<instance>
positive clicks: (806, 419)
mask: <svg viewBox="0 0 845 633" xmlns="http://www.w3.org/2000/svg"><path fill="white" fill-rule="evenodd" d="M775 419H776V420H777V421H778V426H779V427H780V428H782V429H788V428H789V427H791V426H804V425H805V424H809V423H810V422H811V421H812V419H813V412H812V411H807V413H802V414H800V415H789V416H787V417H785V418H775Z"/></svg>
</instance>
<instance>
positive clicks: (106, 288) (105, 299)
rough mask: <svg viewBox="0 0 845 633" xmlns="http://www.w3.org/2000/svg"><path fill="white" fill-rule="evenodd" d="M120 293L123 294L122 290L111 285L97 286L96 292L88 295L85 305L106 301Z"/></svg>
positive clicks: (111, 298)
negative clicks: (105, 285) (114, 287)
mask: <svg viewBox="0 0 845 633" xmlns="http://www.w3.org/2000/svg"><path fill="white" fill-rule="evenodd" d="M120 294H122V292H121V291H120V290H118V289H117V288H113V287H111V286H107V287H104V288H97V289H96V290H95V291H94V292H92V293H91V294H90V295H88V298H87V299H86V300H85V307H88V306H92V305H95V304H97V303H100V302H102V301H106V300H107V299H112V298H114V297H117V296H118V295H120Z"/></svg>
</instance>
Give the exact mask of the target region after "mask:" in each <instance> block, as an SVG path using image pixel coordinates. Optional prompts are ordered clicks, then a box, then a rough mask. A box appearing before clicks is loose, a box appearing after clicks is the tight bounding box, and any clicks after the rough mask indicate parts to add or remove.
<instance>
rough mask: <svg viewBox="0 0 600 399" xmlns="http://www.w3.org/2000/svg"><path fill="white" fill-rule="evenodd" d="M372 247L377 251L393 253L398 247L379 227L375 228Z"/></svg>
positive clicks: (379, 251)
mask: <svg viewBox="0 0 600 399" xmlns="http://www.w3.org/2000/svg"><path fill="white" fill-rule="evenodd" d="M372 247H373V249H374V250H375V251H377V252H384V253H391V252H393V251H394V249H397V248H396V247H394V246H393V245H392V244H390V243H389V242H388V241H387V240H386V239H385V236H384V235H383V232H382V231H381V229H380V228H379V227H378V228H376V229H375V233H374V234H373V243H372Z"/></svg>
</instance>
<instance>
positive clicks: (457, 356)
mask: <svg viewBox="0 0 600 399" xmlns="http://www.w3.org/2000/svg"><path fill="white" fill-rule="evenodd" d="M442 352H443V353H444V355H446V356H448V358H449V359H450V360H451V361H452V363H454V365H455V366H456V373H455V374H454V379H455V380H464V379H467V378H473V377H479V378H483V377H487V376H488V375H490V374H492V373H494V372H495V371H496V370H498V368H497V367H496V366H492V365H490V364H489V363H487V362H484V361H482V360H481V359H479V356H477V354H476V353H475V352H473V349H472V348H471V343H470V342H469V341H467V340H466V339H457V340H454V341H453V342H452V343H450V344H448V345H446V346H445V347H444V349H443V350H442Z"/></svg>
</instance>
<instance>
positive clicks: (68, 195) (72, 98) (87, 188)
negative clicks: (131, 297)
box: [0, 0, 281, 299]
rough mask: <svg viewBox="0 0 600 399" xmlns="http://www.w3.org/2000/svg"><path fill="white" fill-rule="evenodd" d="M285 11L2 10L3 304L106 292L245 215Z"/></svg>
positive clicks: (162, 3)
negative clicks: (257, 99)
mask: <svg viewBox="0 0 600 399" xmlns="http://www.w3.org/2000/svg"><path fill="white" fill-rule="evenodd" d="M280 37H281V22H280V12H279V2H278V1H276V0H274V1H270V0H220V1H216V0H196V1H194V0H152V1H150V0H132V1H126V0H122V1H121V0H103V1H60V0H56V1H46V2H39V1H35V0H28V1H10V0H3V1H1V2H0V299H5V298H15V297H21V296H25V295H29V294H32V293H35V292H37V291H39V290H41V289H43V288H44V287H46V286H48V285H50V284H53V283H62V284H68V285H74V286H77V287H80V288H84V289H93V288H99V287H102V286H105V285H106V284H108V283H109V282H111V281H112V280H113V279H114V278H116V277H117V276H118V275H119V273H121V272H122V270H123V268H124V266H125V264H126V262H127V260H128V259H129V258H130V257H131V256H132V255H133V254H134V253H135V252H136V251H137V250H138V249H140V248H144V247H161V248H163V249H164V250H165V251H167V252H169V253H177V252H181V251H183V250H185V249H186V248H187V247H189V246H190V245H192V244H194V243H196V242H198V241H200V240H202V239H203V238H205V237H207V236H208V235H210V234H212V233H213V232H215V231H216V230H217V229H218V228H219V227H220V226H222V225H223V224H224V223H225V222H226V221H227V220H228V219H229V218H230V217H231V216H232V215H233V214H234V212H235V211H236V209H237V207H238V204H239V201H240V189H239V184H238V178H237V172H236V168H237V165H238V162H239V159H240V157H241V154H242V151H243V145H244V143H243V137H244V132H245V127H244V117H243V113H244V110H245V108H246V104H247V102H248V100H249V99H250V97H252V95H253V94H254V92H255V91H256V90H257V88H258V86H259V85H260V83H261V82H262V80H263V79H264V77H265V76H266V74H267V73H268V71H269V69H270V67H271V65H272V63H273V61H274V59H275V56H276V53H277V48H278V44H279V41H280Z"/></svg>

■ WORK TASK ■
Would you transcribe, exactly, the lines running from the one that contains "11L2 10L3 304L106" through the final line of the listing above? Include both ends and nothing else.

■ SOLUTION FOR THIS PROBLEM ■
rough mask: <svg viewBox="0 0 600 399" xmlns="http://www.w3.org/2000/svg"><path fill="white" fill-rule="evenodd" d="M285 11L2 10L3 304L106 292L245 215Z"/></svg>
positive clicks: (162, 3)
negative clicks: (257, 99)
mask: <svg viewBox="0 0 600 399" xmlns="http://www.w3.org/2000/svg"><path fill="white" fill-rule="evenodd" d="M280 37H281V22H280V12H279V2H278V1H276V0H274V1H270V0H220V1H216V0H196V1H194V0H152V1H150V0H132V1H126V0H122V1H121V0H103V1H60V0H56V1H46V2H39V1H35V0H28V1H10V0H3V1H1V2H0V299H5V298H15V297H21V296H25V295H29V294H32V293H35V292H37V291H39V290H41V289H43V288H44V287H46V286H48V285H50V284H53V283H62V284H68V285H74V286H77V287H80V288H84V289H93V288H99V287H102V286H105V285H106V284H108V283H109V282H111V281H112V280H113V279H114V278H116V277H117V276H118V275H119V273H121V272H122V270H123V268H124V266H125V264H126V262H127V260H128V259H129V258H130V257H131V256H132V255H133V254H134V253H135V252H136V251H137V250H138V249H140V248H144V247H161V248H163V249H164V250H165V251H167V252H169V253H177V252H181V251H183V250H185V249H186V248H187V247H189V246H190V245H192V244H194V243H196V242H198V241H200V240H202V239H203V238H205V237H207V236H208V235H210V234H212V233H213V232H215V231H216V230H217V229H218V228H219V227H220V226H222V225H223V224H224V223H225V222H226V221H227V220H228V219H229V218H230V217H231V216H232V215H233V214H234V212H235V211H236V209H237V207H238V204H239V201H240V189H239V184H238V178H237V172H236V168H237V165H238V162H239V159H240V157H241V154H242V151H243V145H244V143H243V137H244V132H245V127H244V117H243V113H244V110H245V108H246V104H247V102H248V100H249V99H250V97H252V95H253V94H254V92H255V91H256V90H257V88H258V86H259V85H260V83H261V82H262V80H263V79H264V77H265V76H266V74H267V73H268V71H269V69H270V67H271V65H272V63H273V61H274V59H275V56H276V53H277V48H278V44H279V41H280Z"/></svg>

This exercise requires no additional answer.